Instruções das tarefas:
a. Com base no texto sobre a descentralização de recursos no audiovisual, responda:
(i) Em que ano Gilberto Gil assumiu o Ministério da Cultura?
(ii) Qual é o número da Lei da TV Paga?
(iii) Qual foi o orçamento do Programa Brasil de Todas as Telas para seus dois primeiros anos?
b. Prossiga com o texto sobre a descentralização de recursos no audiovisual, começando logo após a última frase apresentada.

Texto do documento:
----------
Entrevista: Roberto Lima
A descentralização do investimento de recursos federais tem sido alvo de debate constante no Ministério da Cultura desde quando Gilberto Gil assumiu a pasta, em 2003, no primeiro governo Lula. Entre avanços, retrocessos e estagnação de atividades, o setor audiovisual é o que mais tem conseguido levar essa pauta adiante, em especial, após a aprovação da Lei da TV Paga (12.485/2011), responsável por estimular a produção independente ao estabelecer cotas de exibição de conteúdo nacional no segmento.
Prevendo taxações vinculadas a esses novos conteúdos, a iniciativa deu mais robustez ao Fundo Setorial do Audiovisual (FSA) e fortaleceu a Agência Nacional do Cinema (Ancine) para consolidar uma política efetiva e continuada de distribuição direta de recursos em ações espalhadas pelo país. Lançado em 2014, com orçamento de R$ 1,2 bilhão para seus primeiros dois anos, o Programa Brasil de Todas as Telas visa, justamente, combater a concentração no eixo Rio-São Paulo, a partir de investimentos em linhas de desenvolvimento, produção, distribuição e exibição, através de iniciativas como o Prodecine (cinema), o Prodav (TV) e o Cinema Perto de Você (ampliação de salas de exibição).
----------
Registros de um conjunto de dados:

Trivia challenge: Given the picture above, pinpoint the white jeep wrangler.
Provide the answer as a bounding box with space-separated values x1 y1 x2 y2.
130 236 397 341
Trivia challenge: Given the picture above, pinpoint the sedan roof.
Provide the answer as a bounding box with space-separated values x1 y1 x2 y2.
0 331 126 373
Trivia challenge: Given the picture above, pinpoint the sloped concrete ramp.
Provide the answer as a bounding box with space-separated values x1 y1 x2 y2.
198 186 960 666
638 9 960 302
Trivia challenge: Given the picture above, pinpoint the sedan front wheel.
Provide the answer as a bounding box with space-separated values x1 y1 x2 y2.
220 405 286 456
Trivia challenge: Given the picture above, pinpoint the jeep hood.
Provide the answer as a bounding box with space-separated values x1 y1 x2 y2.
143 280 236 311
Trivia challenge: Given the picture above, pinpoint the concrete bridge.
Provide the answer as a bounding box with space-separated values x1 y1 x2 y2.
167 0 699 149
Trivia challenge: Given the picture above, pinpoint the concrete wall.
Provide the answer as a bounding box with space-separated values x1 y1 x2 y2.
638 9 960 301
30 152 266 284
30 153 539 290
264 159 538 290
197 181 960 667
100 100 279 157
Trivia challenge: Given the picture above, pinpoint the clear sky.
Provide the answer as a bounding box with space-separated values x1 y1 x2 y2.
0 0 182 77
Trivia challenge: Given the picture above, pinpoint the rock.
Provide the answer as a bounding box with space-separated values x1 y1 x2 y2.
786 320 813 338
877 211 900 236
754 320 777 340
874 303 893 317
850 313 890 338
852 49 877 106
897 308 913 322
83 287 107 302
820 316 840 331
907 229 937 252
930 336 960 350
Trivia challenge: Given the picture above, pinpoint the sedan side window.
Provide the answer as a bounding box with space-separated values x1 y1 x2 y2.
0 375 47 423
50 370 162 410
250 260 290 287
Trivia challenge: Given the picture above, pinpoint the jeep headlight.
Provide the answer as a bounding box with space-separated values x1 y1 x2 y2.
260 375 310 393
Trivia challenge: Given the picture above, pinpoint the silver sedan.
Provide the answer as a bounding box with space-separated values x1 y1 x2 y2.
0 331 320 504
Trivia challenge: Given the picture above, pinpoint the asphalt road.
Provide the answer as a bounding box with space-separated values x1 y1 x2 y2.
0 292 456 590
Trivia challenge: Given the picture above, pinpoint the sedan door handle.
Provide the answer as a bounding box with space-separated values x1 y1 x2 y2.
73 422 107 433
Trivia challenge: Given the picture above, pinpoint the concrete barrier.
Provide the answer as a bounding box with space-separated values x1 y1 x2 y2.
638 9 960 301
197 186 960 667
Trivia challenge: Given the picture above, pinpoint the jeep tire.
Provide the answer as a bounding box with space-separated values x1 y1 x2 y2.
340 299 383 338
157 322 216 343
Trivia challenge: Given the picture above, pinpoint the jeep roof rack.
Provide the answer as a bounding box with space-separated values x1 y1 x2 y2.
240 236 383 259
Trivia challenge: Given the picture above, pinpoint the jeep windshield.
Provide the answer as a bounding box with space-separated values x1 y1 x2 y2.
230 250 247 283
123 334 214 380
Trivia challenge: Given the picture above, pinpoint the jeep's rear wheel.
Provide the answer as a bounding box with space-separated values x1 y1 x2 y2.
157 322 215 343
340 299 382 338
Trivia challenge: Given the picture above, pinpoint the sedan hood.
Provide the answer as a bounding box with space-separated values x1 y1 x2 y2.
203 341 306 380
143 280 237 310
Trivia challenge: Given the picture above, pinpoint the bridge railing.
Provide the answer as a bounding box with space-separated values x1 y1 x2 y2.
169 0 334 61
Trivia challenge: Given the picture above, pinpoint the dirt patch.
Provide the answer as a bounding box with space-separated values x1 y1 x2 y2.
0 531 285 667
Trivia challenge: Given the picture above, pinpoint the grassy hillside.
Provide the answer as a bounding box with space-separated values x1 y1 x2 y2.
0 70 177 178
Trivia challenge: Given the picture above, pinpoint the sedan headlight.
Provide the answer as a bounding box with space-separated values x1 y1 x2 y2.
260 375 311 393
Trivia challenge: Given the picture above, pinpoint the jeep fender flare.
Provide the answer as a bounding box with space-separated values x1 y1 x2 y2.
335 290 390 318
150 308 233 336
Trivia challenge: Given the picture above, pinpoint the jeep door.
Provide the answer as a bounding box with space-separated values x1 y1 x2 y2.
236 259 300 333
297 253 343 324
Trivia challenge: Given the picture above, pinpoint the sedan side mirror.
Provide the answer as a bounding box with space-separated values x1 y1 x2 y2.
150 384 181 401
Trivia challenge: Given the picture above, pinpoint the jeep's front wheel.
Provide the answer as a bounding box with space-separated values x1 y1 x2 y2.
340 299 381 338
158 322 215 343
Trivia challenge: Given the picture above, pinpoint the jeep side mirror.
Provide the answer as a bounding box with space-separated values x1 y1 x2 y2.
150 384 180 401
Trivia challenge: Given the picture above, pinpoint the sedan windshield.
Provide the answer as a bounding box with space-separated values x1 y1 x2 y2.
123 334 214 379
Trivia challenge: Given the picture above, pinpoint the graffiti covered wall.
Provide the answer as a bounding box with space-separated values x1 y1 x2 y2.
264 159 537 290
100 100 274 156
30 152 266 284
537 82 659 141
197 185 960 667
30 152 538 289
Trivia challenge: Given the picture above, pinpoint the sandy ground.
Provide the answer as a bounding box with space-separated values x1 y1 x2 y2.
----------
Respostas do exercício:
a.
(i) Em 2003.
(ii) 12.485/2011.
(iii) R$ 1,2 bilhão.

b.
Desde que assumiu a direção da Ancine, em janeiro de 2014, o dramaturgo e gestor cultural Roberto Gonçalves de Lima, 50 anos, tem se dedicado a estruturar o programa de regionalização de forma a garantir sua sustentabilidade, equilibrando os papéis do ente público e do mercado, prevendo injeção de recursos reembolsáveis e participação nos lucros a serem reinvestidos em outros projetos.
Nesta entrevista especial, Roberto aponta as diferentes formas de expansão do audiovisual regional e, entre dificuldades, como a que impediu o avanço de cursos de capacitação técnica na área via Pronatec, há êxitos, como a linha de suplementação regional, que acaba de encerrar inscrições para sua segunda edição. A iniciativa prevê a injeção de recursos da agência em editais estaduais e municipais a partir de indutores que privilegiam Estados historicamente desfavorecidos. Norte, Nordeste e Centro-Oeste recebem o dobro do valor aportado pelos governos. Já Sul, Minas Gerais e Espírito Santo recebem 1,5 vez a mais, enquanto São Paulo e Rio ganham o mesmo montante investido em nível local.
A ideia é fortalecer os arranjos produtivos locais a partir de mecanismos de incentivo regionais e ampliar o número de projetos contemplados. Até novembro de 2014, os números contabilizavam 597 projetos inscritos, 304 habilitados e 192 selecionados e suplementados. O primeiro edital priorizou a produção e o segundo, agora em curso, visa enfrentar o problema da distribuição desses conteúdos.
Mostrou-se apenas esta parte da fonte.